───── ФРАГМЕНТ СТРАНИЦЫ

Шатов, как и Кельсиев в представлении Герцена, — продукт книжной культуры, оторвавшейся от народа. В одной из февральских записей о нем сказано: „Ш<атов> беспокойный, продукт книги, столкнувшийся с действительностью, уверовавший страстно и не знающий, что делать. Много красоты“ (XI, 99). Сам Шатов называет себя „книжным человеком“ и „скучной книжкой“, а Степан Трофимович прилагает к нему эпитет „недосиженный“.
В образе Шатова отразились также некоторые факты биографии и взгляды Н. Я. Данилевского (1822–1885), в молодости фурьериста и петрашевца, затем „раскаявшегося нигилиста“, порвавшего с социалистическими увлечениями своей юности, автора нашумевшей книги „Россия и Европа“ (Заря. 1869; отд. изд: СПб., 1871).
Эволюция Данилевского, как считал Достоевский, свидетельствовала о разрыве этого бывшего фурьериста с чужеродными западными влияниями, его стремлении вернуться к родной почве, стать „вполне русским и национальным человеком“, „возлюбить свою почву и сущность“.

──────────
───── ЗАПИСИ НАБОРА ДАННЫХ

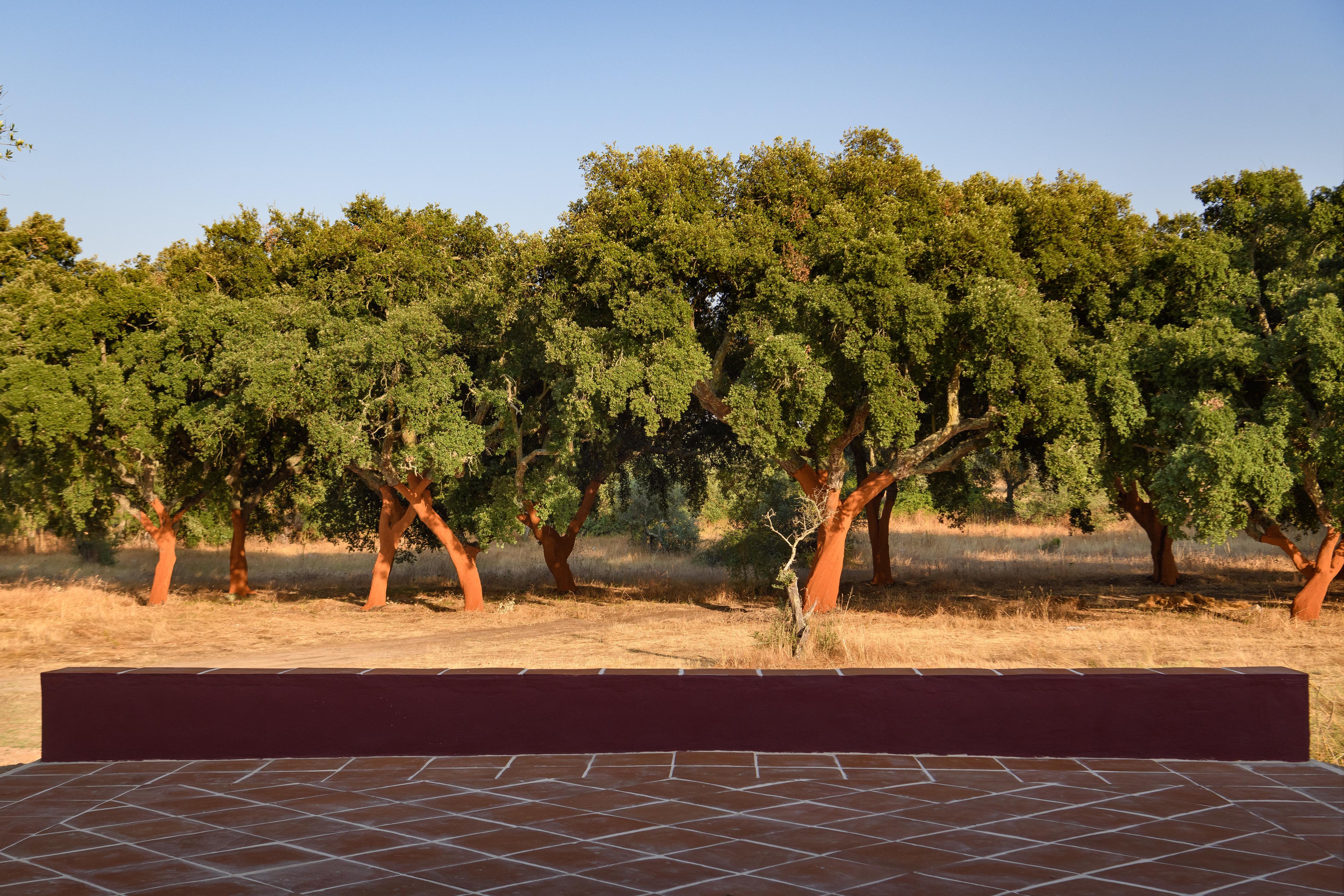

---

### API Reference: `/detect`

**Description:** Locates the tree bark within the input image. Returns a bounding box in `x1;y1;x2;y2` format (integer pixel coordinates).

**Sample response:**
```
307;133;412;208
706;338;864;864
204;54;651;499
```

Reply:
228;506;251;598
790;465;895;612
517;479;602;594
137;498;181;607
395;473;485;610
1246;520;1344;622
853;441;895;586
363;485;415;610
1116;477;1179;587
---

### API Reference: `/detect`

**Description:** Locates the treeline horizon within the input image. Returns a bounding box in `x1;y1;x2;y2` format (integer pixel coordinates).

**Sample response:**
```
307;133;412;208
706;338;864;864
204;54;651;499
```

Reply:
0;129;1344;619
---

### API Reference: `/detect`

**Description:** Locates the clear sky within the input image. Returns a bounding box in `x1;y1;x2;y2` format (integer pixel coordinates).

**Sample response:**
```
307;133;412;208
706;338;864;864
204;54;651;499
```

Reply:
0;0;1344;262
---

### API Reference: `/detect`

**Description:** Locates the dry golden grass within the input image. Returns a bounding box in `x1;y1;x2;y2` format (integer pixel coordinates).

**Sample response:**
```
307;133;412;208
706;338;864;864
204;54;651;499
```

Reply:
0;517;1344;763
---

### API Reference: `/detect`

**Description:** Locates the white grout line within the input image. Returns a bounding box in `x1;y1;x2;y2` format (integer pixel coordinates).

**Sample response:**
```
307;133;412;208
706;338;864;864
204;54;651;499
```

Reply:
234;759;276;784
317;756;356;783
0;759;42;779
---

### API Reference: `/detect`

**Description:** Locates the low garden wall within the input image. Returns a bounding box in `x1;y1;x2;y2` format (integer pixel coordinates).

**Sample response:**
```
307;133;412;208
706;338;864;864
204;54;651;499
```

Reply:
42;668;1308;762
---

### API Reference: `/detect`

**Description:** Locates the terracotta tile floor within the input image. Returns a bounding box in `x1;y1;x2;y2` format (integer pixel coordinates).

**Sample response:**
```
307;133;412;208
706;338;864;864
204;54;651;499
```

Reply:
0;752;1344;896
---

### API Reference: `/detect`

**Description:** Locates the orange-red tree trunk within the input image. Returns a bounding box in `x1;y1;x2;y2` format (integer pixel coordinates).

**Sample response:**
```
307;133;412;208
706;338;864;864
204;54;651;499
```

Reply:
1251;521;1344;622
228;506;251;598
364;485;415;610
790;466;896;612
395;473;485;610
517;479;602;594
136;498;184;606
1116;477;1177;587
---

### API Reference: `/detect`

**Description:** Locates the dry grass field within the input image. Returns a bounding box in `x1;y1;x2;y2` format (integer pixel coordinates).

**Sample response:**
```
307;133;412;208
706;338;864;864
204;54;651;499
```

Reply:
0;516;1344;764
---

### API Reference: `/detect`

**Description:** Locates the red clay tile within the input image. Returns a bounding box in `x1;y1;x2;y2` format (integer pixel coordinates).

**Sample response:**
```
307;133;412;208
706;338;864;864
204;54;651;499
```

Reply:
324;877;466;896
387;815;504;840
845;874;1000;896
836;842;965;873
754;856;896;892
62;858;220;893
253;858;392;893
1263;862;1344;893
766;825;882;853
999;844;1134;873
415;858;555;891
827;815;948;840
513;842;644;874
1027;877;1156;896
359;844;482;874
0;877;108;896
1163;846;1300;883
672;874;817;896
0;860;56;887
192;844;321;874
755;752;837;768
602;827;730;856
583;856;724;893
528;813;648;840
472;802;583;825
429;756;513;768
453;827;574;856
138;827;270;858
593;752;676;768
676;751;755;768
124;877;286;896
289;827;415;857
836;752;921;771
607;801;726;825
929;857;1073;889
905;827;1035;861
32;844;163;876
676;840;808;872
491;874;634;896
4;830;118;858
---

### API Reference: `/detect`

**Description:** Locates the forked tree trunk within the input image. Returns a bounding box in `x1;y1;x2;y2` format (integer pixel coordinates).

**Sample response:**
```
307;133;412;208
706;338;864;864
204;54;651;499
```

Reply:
1116;477;1177;587
395;473;485;610
228;506;251;598
136;498;184;606
853;441;896;584
792;466;895;612
363;485;415;610
1247;521;1344;622
517;479;602;594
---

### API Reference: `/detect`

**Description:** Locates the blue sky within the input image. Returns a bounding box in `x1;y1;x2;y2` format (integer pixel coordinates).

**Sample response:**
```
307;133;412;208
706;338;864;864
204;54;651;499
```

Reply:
0;0;1344;262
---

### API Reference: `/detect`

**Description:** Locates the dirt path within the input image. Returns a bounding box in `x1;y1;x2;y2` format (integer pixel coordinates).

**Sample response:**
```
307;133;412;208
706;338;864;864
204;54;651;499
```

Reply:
173;610;685;669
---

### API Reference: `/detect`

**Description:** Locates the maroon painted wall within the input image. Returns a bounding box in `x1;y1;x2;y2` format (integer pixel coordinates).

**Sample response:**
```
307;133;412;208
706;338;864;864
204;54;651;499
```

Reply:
42;668;1308;762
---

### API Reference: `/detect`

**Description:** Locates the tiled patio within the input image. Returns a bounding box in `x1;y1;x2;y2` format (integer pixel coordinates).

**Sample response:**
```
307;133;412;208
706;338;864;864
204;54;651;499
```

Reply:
0;752;1344;896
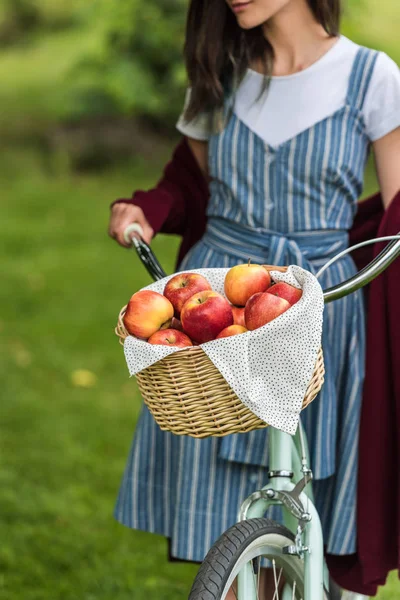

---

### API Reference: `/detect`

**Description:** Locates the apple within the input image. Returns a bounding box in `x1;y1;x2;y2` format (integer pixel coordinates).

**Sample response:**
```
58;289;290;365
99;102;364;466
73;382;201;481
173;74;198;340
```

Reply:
123;290;174;340
181;290;233;344
224;263;271;306
147;329;193;348
215;325;248;340
267;281;303;306
244;292;290;331
231;305;245;327
164;273;211;319
171;317;183;331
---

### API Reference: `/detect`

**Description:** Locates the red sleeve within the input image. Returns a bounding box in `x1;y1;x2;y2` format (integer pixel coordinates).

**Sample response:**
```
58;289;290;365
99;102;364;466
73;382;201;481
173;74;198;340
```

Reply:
111;139;191;235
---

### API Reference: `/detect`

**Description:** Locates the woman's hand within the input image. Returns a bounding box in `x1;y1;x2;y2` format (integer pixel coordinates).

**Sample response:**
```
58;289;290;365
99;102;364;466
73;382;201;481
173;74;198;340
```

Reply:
108;202;154;248
374;127;400;208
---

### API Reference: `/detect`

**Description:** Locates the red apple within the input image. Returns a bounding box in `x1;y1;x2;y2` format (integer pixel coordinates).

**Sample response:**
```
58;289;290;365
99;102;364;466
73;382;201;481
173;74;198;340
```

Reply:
147;329;193;348
181;290;233;344
231;305;245;327
267;281;303;306
123;290;174;340
171;317;183;331
215;325;248;340
224;263;271;306
244;292;290;331
164;273;211;319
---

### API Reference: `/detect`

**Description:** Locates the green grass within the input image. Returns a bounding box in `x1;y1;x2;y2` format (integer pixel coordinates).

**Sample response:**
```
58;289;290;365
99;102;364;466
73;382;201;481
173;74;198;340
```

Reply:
0;152;400;600
0;148;198;600
0;0;400;600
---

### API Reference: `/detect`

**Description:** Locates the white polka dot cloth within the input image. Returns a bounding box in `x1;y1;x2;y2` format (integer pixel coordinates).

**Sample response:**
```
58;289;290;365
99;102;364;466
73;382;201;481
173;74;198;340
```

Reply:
124;265;324;435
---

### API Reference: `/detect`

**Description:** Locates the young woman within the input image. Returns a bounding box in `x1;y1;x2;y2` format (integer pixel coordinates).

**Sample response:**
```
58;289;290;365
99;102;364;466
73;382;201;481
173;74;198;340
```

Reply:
110;0;400;596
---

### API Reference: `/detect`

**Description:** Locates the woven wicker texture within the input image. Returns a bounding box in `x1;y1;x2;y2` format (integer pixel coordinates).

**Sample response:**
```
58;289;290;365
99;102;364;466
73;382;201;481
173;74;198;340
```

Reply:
115;266;325;438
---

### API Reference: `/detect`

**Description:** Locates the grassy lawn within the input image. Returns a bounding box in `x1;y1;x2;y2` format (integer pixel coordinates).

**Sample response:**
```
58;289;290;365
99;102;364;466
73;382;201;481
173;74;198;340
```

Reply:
0;148;400;600
0;0;400;600
0;150;198;600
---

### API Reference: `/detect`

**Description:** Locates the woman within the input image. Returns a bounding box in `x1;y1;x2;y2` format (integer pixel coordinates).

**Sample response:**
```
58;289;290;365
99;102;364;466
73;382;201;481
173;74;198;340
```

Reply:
110;0;400;597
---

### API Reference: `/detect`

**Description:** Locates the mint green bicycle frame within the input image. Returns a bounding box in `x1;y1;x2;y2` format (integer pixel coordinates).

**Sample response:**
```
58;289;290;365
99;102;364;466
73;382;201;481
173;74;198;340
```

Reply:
124;223;400;600
238;427;328;600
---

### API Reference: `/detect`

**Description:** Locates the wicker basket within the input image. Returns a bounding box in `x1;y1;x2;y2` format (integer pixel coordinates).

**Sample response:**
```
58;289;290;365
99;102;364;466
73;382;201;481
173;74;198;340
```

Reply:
115;266;325;438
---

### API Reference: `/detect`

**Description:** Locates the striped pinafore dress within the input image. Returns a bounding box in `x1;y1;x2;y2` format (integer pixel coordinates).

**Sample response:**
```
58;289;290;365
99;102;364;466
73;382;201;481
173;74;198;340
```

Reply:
115;48;377;561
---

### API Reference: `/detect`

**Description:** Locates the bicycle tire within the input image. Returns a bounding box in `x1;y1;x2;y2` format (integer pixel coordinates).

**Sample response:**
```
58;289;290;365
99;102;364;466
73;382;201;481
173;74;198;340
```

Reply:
188;518;340;600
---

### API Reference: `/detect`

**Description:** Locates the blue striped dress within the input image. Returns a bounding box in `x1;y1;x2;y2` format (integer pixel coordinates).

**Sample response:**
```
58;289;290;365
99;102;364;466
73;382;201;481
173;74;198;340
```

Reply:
115;48;377;561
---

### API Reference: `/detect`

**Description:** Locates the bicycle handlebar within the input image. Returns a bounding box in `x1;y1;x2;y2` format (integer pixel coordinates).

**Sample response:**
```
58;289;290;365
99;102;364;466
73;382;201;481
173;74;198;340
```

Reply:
124;223;400;304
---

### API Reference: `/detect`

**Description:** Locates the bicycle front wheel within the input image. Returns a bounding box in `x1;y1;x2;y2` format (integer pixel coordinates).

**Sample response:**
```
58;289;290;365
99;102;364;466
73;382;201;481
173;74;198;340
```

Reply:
188;518;330;600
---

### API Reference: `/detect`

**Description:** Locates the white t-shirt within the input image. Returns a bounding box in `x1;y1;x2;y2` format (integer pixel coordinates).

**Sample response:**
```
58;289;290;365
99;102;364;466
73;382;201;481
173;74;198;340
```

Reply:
177;36;400;147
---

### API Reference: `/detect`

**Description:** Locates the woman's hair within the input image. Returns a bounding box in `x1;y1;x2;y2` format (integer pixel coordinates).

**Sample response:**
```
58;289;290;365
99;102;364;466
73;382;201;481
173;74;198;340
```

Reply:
184;0;341;121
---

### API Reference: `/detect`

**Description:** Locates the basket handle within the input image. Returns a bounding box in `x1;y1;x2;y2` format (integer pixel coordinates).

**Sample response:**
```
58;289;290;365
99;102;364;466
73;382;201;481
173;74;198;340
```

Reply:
124;223;167;281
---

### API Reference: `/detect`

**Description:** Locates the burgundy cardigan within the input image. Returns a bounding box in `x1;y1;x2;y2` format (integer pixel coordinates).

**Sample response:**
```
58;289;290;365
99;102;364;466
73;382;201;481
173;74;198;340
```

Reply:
116;140;400;596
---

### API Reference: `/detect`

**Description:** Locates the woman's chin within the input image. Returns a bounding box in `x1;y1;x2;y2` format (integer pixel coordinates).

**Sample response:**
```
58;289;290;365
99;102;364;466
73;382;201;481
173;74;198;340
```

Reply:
236;14;264;29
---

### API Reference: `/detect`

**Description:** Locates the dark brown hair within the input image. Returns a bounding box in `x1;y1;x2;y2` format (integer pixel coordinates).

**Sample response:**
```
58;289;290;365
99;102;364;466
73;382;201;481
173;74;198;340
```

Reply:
184;0;341;121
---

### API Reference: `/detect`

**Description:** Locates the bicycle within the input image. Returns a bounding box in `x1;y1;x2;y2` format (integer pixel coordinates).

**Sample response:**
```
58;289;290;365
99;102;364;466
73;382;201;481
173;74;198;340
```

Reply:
125;223;400;600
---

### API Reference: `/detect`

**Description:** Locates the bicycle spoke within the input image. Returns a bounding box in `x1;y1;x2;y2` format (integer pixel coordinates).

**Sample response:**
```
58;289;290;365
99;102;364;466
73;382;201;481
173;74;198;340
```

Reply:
272;560;282;600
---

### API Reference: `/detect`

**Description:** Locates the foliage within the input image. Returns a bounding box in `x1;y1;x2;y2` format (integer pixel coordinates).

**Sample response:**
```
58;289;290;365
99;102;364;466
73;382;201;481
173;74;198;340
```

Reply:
62;0;185;126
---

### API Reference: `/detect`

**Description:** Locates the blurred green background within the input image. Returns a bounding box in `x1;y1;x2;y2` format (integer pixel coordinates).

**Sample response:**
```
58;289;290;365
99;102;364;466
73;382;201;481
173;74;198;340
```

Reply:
0;0;400;600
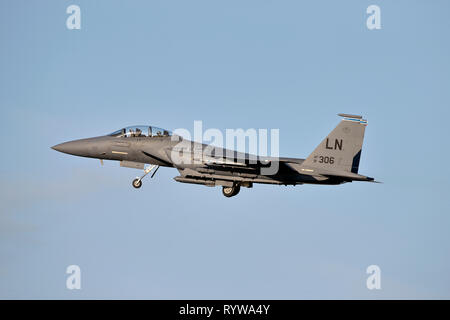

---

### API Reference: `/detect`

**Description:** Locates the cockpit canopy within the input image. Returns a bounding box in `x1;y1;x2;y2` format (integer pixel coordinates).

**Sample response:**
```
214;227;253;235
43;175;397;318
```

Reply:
110;126;172;138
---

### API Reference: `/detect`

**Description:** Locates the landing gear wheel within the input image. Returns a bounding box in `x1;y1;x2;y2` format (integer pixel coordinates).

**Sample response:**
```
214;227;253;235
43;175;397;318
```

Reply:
133;178;142;189
222;186;241;198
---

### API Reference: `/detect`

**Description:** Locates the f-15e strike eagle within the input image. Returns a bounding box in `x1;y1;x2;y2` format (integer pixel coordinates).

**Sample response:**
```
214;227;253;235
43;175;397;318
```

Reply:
52;114;375;197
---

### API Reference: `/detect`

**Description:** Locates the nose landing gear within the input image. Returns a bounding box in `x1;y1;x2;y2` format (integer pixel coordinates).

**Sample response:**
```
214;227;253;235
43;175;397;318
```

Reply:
222;185;241;198
132;165;159;189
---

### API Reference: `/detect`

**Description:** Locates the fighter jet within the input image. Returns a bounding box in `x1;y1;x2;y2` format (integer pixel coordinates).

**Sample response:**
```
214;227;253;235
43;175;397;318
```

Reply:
52;113;376;197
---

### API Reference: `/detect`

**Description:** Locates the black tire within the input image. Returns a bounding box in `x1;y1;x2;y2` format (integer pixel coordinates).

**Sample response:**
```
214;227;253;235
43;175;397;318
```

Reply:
233;186;241;196
132;178;142;189
222;186;241;198
222;187;234;198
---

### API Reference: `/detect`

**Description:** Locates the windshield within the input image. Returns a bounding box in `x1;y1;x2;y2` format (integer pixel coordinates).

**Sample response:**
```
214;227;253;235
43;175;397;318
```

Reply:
110;126;172;138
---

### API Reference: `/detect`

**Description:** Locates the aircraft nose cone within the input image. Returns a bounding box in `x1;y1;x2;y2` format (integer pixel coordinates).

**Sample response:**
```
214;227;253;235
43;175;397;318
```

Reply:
52;141;85;156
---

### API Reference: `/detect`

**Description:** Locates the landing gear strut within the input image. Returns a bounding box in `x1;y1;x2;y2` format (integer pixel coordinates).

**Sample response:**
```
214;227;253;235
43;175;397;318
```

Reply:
132;165;159;189
222;185;241;198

──────────

ЗАДАНИЕ
Выпишите без изменений из фрагмента о Шатове отрывок, который начинается словами, содержащими «Шатов, как и», и заканчивается на «изд: СПб., 1871).». Записи — самостоятельный материал, к фрагменту о Шатове они не относятся.

ПОЛЕ ДЛЯ ОТВЕТА
Шатов, как и Кельсиев в представлении Герцена, — продукт книжной культуры, оторвавшейся от народа. В одной из февральских записей о нем сказано: „Ш<атов> беспокойный, продукт книги, столкнувшийся с действительностью, уверовавший страстно и не знающий, что делать. Много красоты“ (XI, 99). Сам Шатов называет себя „книжным человеком“ и „скучной книжкой“, а Степан Трофимович прилагает к нему эпитет „недосиженный“.
В образе Шатова отразились также некоторые факты биографии и взгляды Н. Я. Данилевского (1822–1885), в молодости фурьериста и петрашевца, затем „раскаявшегося нигилиста“, порвавшего с социалистическими увлечениями своей юности, автора нашумевшей книги „Россия и Европа“ (Заря. 1869; отд. изд: СПб., 1871).